TASK DIRECTIONS: Reproduce the listing below word for word, leaving out any pictures.

DATA SHOWN:

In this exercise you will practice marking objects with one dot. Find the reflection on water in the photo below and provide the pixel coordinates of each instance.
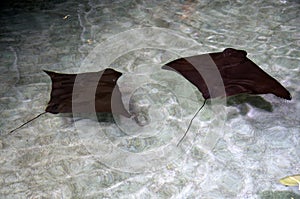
(57, 156)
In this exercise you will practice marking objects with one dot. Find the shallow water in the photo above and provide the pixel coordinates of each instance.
(236, 151)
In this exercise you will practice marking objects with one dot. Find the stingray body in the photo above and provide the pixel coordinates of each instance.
(226, 73)
(218, 74)
(86, 93)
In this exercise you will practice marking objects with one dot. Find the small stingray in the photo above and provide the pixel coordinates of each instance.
(219, 74)
(74, 93)
(224, 74)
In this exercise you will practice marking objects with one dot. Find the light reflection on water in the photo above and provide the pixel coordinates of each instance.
(49, 158)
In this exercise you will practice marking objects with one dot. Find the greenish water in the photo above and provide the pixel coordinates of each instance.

RESULT:
In this exercise you will practice marking objects with one dot. Find the reflection on water in the photo below and provide the pixel coordinates of each instance.
(57, 156)
In this exercise you will practice marking objects with one dot. Find the shallow water in the photo above and provide the pixel coordinates of each instance.
(236, 151)
In this exercise you will practice marking objects with one dot. Find the stingray body in the photo above and provide the pixel coordinates of each instance.
(226, 73)
(218, 74)
(86, 93)
In this exercise you will practice marking objects with one dot. Find the small stingray in the photo above and provide the pixel coordinates of each instance.
(219, 74)
(74, 93)
(224, 74)
In this exercise you will practice marking objects with one dot. Find the light reflection on water in the photo above and provide the pixel coordinates of each instance.
(49, 158)
In this exercise you will practice marking objects with one dot. Find the greenish water in the photo above and provide the pixel coordinates of each instance.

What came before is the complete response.